### Document excerpt
The composition is asymmetrically balanced, with the top of the haystack echoed in the peak of the home’s roof, its edge repeated in the left side of the barn’s roof. Despite the presence of the haystack, the setting is simple and domestic rather than a broader farmscape.

My Neighbor's Barn was among a small number of works by Twachtman and Weir sent on to the St. Botolph Club in November–December of the year. In a review in the Boston Herald, a critic referred to the painting as"My Painter Neighbor's Barn, describing it as a work of "honest simplicity." Twachtman appears to have again exhibited the painting as My Neighbor’s Barn in 1894 and 1901. It was not mentioned specifically in reviews of the 1894 annual of the Pennsylvania Academy of the Fine Arts, but one critic commented that Twachtman’s “five outdoor pictures [in the exhibition were] all in the same manner, painted in and scratched out probably with a palette knife.”[4] In 1901 the painting was in Twachtman’s solo exhibition at Durand-Ruel Galleries, New York. No catalogue was published for the show, but two reviewers mentioned the work. One wrote in the Art Interchange that Twachtman’s two best works on view were “the ‘Torrent’ (OP.1136), a vividly rendered stream of falling water, and a snow scene, remarkable for its simplicity and poetic charm for so prosaic a theme—nothing but a country barn, with a huge hayrick, covered with snow. He has a penchant for snow scenes, with their subdued white, and brawling streams, wrapt in a pale blue, misty atmosphere.”[5] Another commented in the New York Evening Post that in Twachtman’s work, one is always “conscious of an aesthetic intention, and that is a thing to be thankful for when so much that is matter of fact and prosaic creeps into the more sensitive things into the corners, if not out altogether. A group of barns with a haystack alongside, standing in a waste of snow, mellowed slightly by the wan sunlight . . . . linger longest in the memory unstimulated by a catalogue.”[6]

The file on this painting when it was in the collection of the High Museum includes a Western Union telegram, dated December 7, 1943, in which the museum director, Walter C. Hill wrote: “Attended Newman American Art Sale Tonight and Bought Twachtman Hay Rick one thousand and Weir In Shadow Four Hundred . . .”[7]


[1]  New-York Historical Society library, New York.

### Work to complete
**1)** In the text on My Neighbor's Barn, what words did the Boston Herald critic use to describe the painting?
**2)** According to the text on My Neighbor's Barn, how is the painting's composition asymmetrically balanced?
**3)** Reproduce the text on My Neighbor's Barn, beginning at the words "The composition is" and stopping after "a broader farmscape.".
The data placed after the text is not needed for any of this work.

[Dataset entries]
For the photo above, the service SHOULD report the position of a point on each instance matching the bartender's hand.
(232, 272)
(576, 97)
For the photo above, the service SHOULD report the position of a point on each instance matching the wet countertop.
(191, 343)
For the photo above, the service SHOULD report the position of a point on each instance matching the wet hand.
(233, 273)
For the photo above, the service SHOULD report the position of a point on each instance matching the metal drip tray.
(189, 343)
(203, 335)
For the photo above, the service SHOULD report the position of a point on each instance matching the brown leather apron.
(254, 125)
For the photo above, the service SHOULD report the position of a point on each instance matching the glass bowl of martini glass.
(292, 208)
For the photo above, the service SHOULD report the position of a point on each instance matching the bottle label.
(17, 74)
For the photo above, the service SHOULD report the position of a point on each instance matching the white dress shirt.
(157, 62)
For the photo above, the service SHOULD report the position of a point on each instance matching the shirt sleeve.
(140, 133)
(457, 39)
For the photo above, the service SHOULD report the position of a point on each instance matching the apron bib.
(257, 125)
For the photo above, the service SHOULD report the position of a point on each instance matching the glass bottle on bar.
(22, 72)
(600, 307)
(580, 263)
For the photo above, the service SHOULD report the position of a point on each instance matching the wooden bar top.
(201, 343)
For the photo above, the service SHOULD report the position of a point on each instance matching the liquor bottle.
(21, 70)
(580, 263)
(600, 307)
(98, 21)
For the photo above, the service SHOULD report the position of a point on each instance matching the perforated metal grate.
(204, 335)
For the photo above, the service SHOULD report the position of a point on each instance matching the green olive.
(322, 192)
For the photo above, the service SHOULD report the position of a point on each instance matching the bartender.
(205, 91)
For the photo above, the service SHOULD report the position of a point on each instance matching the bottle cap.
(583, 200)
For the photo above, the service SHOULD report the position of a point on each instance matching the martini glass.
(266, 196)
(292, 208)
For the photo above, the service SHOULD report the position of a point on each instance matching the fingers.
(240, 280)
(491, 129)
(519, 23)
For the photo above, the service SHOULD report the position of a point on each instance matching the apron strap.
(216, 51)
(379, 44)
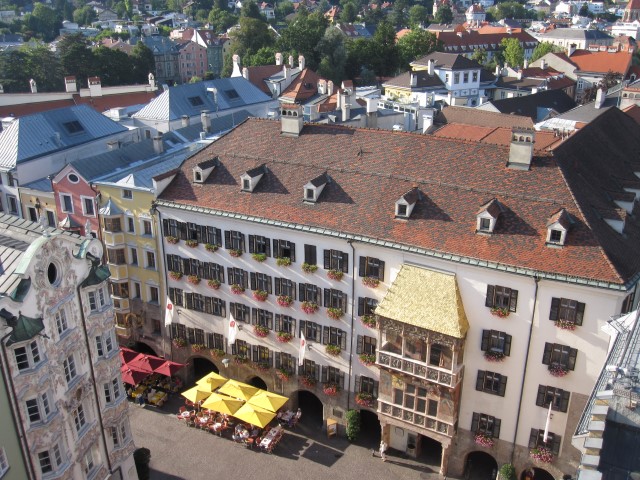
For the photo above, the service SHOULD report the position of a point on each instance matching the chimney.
(206, 121)
(70, 84)
(291, 120)
(95, 86)
(521, 148)
(158, 147)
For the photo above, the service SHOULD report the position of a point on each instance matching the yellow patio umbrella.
(222, 404)
(196, 394)
(257, 416)
(268, 400)
(240, 390)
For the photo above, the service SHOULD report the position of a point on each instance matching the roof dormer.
(249, 179)
(203, 169)
(313, 189)
(557, 228)
(487, 216)
(404, 205)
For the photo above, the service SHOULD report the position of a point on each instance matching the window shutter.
(571, 363)
(475, 421)
(490, 293)
(579, 313)
(503, 385)
(513, 303)
(546, 356)
(486, 336)
(480, 380)
(507, 345)
(555, 308)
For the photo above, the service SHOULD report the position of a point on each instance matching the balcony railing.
(415, 418)
(419, 369)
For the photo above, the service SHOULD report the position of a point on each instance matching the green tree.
(513, 52)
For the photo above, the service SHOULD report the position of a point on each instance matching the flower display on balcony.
(260, 295)
(335, 275)
(365, 400)
(542, 454)
(283, 261)
(371, 282)
(260, 331)
(484, 440)
(558, 370)
(259, 257)
(284, 300)
(309, 307)
(284, 337)
(308, 267)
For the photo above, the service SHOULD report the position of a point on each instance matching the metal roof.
(47, 132)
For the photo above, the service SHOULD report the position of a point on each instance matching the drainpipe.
(524, 373)
(19, 425)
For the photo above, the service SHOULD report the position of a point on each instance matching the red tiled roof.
(371, 169)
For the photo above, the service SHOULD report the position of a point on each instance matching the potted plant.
(284, 337)
(367, 359)
(309, 307)
(283, 261)
(260, 295)
(483, 440)
(259, 257)
(308, 267)
(284, 300)
(335, 274)
(260, 331)
(210, 247)
(365, 399)
(371, 282)
(542, 454)
(333, 350)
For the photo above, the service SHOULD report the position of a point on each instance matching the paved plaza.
(182, 452)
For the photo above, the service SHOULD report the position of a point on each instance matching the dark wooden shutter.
(490, 293)
(555, 308)
(546, 356)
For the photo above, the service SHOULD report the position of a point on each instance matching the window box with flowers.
(333, 350)
(284, 337)
(260, 331)
(284, 300)
(335, 275)
(542, 454)
(367, 359)
(331, 389)
(365, 399)
(260, 295)
(309, 307)
(484, 440)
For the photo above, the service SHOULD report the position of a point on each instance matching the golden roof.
(427, 299)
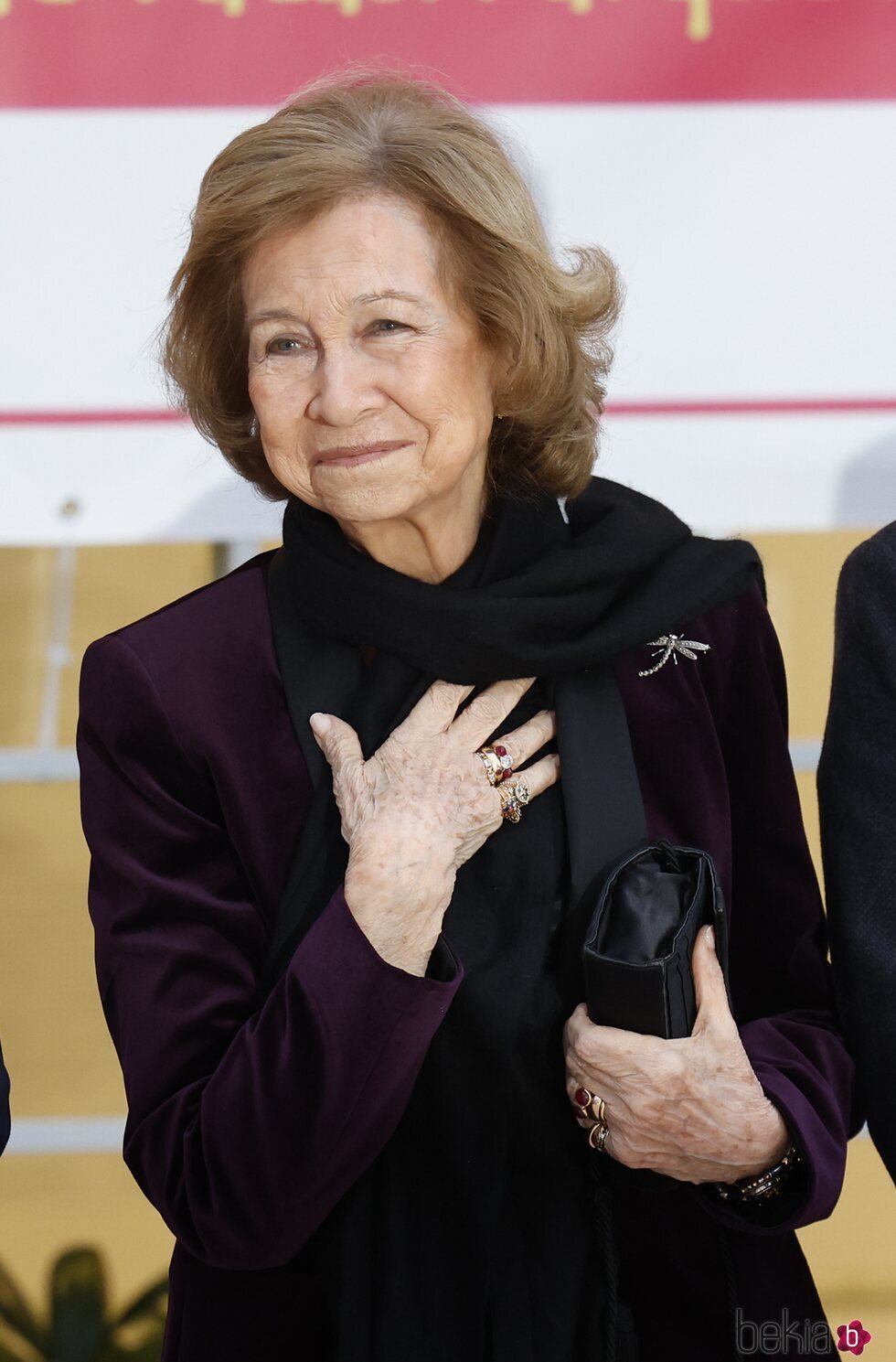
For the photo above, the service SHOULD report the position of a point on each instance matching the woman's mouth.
(350, 456)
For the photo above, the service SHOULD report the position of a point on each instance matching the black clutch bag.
(643, 921)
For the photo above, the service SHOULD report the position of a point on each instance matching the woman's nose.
(345, 387)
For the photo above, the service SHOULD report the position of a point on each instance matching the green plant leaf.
(78, 1306)
(16, 1314)
(149, 1348)
(147, 1305)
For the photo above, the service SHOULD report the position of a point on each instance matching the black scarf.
(469, 1236)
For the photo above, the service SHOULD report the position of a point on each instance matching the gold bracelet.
(763, 1185)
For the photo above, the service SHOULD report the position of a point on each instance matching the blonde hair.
(376, 131)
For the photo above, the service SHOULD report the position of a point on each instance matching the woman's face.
(370, 384)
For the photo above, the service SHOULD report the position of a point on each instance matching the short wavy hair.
(378, 131)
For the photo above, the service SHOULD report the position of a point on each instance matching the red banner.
(255, 52)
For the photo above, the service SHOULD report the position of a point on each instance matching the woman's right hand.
(422, 805)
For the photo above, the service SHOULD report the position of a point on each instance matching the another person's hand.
(422, 805)
(692, 1109)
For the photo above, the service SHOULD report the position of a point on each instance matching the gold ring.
(497, 762)
(598, 1136)
(511, 807)
(492, 765)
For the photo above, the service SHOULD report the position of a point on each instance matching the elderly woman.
(359, 1092)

### Set of answers
**1)** The critic called it a work of "honest simplicity."

**2)** The top of the haystack is echoed in the peak of the home's roof. The haystack's edge is repeated in the left side of the barn's roof.

**3)**
The composition is asymmetrically balanced, with the top of the haystack echoed in the peak of the home’s roof, its edge repeated in the left side of the barn’s roof. Despite the presence of the haystack, the setting is simple and domestic rather than a broader farmscape.